Excerpts from point annotation data
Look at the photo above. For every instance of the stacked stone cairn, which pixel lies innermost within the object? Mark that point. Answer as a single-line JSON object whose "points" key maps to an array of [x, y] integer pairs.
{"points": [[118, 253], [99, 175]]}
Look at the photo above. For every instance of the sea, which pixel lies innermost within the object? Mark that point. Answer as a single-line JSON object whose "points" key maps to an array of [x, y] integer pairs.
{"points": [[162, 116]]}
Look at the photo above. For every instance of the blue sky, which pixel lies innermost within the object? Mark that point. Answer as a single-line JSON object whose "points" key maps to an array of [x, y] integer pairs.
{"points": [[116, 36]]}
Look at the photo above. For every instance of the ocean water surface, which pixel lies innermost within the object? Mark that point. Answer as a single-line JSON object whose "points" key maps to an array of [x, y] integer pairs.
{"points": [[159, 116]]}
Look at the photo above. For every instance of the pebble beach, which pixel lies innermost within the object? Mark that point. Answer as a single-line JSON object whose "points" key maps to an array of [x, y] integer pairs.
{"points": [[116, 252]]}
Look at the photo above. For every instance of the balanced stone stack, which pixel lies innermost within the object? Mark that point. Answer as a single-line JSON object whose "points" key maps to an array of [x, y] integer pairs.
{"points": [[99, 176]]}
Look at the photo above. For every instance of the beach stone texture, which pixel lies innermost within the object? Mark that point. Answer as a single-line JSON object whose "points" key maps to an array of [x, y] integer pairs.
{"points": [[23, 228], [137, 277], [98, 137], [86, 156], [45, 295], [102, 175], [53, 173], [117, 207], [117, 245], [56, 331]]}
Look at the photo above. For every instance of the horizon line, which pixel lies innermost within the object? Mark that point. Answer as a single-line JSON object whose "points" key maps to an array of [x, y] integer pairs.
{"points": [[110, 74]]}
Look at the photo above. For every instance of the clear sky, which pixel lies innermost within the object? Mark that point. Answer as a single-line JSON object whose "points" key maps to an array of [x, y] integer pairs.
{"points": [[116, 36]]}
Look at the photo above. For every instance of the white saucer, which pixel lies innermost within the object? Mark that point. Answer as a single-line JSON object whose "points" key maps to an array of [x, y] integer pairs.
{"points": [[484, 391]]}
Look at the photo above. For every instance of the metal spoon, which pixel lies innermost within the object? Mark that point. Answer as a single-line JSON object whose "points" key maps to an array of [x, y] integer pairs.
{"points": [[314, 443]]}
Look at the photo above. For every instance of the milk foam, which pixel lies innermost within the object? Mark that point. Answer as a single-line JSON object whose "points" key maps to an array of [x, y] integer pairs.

» AIM OF THE EXERCISE
Output the lines above verbatim and in full.

» IN RESPONSE
Look at the photo above. For every instance of the stacked stone cairn, which pixel lies innermost within the object? Mark that point. Answer as a single-line JSON object whose "points" key maps to an array of [x, y] integer pairs.
{"points": [[118, 253], [99, 175]]}
Look at the photo above. For every instance of the sea, which pixel lies innermost within the object? Mark that point. Answer as a single-line JSON object whose "points" key maps to an array of [x, y] integer pairs.
{"points": [[162, 116]]}
Look at the photo above. For every instance of the blue sky, which pixel lies innermost within the object? Mark that point. Answer as a single-line JSON object whose "points" key maps to an array of [x, y] integer pairs.
{"points": [[116, 36]]}
Look at the photo above. For every instance of the ocean water surface, which pixel lies innermost within the object? Mark that point. Answer as a single-line JSON object whose "points" key maps to an array of [x, y] integer pairs.
{"points": [[159, 116]]}
Look at the photo above. For every instance of the pebble beach, which pixel lies innermost within the object? Mark that point. Answer as a single-line JSON object whose "points" key maps to an array of [x, y] integer pairs.
{"points": [[116, 252]]}
Look at the photo above. For every instance of the balanced stone stack, which pixel lies innermost within the object? Mark that point. Answer as a single-line JSON object whose "points" key maps to an array of [x, y] integer pairs.
{"points": [[99, 176]]}
Look at the photo above. For every instance of the beach stone texture, which pixel lies innermost within the object? Mark that point. Answer as a single-line JSON object whose "points" key maps to an array of [x, y] integer pairs.
{"points": [[23, 228], [137, 277], [98, 137], [86, 156], [45, 295], [102, 175], [53, 173], [117, 207], [117, 245], [56, 331]]}
Look at the photo above. For every instance of the horizon line, which pixel lies innermost within the object? Mark that point. Answer as a single-line JSON object whose "points" key maps to an array of [x, y] integer pairs.
{"points": [[110, 74]]}
Look at the photo above. For every instance of the clear sky, which pixel lies innermost within the object? Mark that point. Answer as a single-line JSON object whose "points" key maps to an array of [x, y] integer pairs.
{"points": [[116, 36]]}
Look at the photo above. For every instance of the white saucer, which pixel lies innermost within the object? Mark that point. Answer as a single-line JSON object whose "points" key maps to an array of [x, y] integer pairs.
{"points": [[484, 391]]}
Look at the photo above. For every instance of the metal spoon, which pixel lies innermost within the object? Mark that point. Answer as a single-line JSON object whose "points" key maps to an array of [x, y] integer pairs.
{"points": [[314, 443]]}
Look at the photo above. For every instance of the milk foam, which pixel lies innermost within the object? Mark that point. Answer as a single-line JSON object whose "points" key maps to an array of [x, y] integer pairs.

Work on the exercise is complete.